Data from a point labeling set

/---

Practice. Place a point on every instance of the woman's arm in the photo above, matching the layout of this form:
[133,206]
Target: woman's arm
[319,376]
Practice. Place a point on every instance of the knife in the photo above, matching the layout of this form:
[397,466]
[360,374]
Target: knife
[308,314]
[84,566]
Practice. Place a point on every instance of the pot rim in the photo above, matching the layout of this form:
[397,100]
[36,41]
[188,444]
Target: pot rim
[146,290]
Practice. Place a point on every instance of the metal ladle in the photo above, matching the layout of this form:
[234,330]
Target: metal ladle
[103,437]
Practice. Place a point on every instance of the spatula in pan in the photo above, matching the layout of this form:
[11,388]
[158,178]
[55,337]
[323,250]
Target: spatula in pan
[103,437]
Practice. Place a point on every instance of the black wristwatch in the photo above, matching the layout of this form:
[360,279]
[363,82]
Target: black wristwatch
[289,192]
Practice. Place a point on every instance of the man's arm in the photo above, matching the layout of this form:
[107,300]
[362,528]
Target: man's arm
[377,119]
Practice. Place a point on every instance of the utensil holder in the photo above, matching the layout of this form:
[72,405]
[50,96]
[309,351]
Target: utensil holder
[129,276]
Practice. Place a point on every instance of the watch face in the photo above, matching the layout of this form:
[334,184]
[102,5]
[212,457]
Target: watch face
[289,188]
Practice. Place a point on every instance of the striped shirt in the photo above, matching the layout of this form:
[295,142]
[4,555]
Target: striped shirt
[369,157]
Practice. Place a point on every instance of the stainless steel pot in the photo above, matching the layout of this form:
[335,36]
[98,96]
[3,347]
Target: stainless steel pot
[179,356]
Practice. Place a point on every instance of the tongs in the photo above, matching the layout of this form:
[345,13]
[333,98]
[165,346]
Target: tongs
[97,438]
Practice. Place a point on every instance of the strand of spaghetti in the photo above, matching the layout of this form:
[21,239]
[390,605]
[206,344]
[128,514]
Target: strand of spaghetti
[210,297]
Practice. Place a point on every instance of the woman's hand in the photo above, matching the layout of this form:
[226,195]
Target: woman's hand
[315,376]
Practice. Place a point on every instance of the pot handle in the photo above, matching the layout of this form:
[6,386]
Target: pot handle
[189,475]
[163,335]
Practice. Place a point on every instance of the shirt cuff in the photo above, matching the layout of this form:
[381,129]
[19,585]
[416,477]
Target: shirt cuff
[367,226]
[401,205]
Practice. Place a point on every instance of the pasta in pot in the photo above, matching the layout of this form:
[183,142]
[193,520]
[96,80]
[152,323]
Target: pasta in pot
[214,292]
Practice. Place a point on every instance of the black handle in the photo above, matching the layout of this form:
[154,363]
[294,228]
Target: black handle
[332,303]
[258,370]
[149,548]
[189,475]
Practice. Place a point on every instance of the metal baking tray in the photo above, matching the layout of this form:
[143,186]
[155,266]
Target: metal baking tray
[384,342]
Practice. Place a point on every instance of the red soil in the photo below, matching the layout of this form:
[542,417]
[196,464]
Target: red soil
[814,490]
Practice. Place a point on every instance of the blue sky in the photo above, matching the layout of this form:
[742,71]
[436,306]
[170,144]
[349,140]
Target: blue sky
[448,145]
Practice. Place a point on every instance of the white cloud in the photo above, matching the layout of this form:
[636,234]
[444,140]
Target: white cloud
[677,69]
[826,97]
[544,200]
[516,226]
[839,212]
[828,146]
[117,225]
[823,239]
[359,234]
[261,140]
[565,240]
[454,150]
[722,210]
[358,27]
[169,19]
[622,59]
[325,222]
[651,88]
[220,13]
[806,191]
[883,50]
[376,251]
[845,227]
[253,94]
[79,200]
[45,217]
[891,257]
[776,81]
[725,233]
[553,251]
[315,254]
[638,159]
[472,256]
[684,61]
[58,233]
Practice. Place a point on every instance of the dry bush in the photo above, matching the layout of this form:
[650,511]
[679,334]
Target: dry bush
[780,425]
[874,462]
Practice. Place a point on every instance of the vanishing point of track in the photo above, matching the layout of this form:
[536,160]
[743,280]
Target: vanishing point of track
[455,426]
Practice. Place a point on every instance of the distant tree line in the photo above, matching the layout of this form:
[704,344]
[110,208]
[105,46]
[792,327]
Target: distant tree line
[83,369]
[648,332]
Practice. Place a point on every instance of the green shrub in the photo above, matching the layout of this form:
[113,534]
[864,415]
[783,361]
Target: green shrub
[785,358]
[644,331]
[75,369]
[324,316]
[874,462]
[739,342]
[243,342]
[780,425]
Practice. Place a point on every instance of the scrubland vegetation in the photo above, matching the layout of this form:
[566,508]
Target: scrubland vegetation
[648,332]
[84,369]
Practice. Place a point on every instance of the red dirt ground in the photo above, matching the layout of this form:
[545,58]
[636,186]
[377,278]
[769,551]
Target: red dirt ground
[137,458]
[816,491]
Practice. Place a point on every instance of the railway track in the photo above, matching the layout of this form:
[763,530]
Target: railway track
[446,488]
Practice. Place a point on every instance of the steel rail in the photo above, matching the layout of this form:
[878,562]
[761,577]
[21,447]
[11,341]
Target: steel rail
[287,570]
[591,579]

\---

Problem requirements:
Rescale the stretch of data from the line containing "Practice. Place a point on every instance of the red dirt" through the end of the data: write these lines out again in full, requests included, and multiply only the point coordinates in the answers by 0.45, rounding to whole numbers with halves going up. Leave the numbers in the requests and their sample forms unchanged.

Completed exercise:
Practice. Place a point on every instance of the red dirt ground in the photo above, matching the layout of this form:
[545,58]
[636,186]
[377,278]
[769,551]
Target: red dirt ground
[62,206]
[367,221]
Practice. Place a point on every instance of the railway track in the photo above, matching the layout of this form:
[763,530]
Target: railway track
[201,220]
Practice. Place a point on every instance of the steel rail in the photo above, matching the layout of this form:
[878,562]
[761,577]
[21,447]
[11,341]
Target: steel rail
[129,257]
[266,261]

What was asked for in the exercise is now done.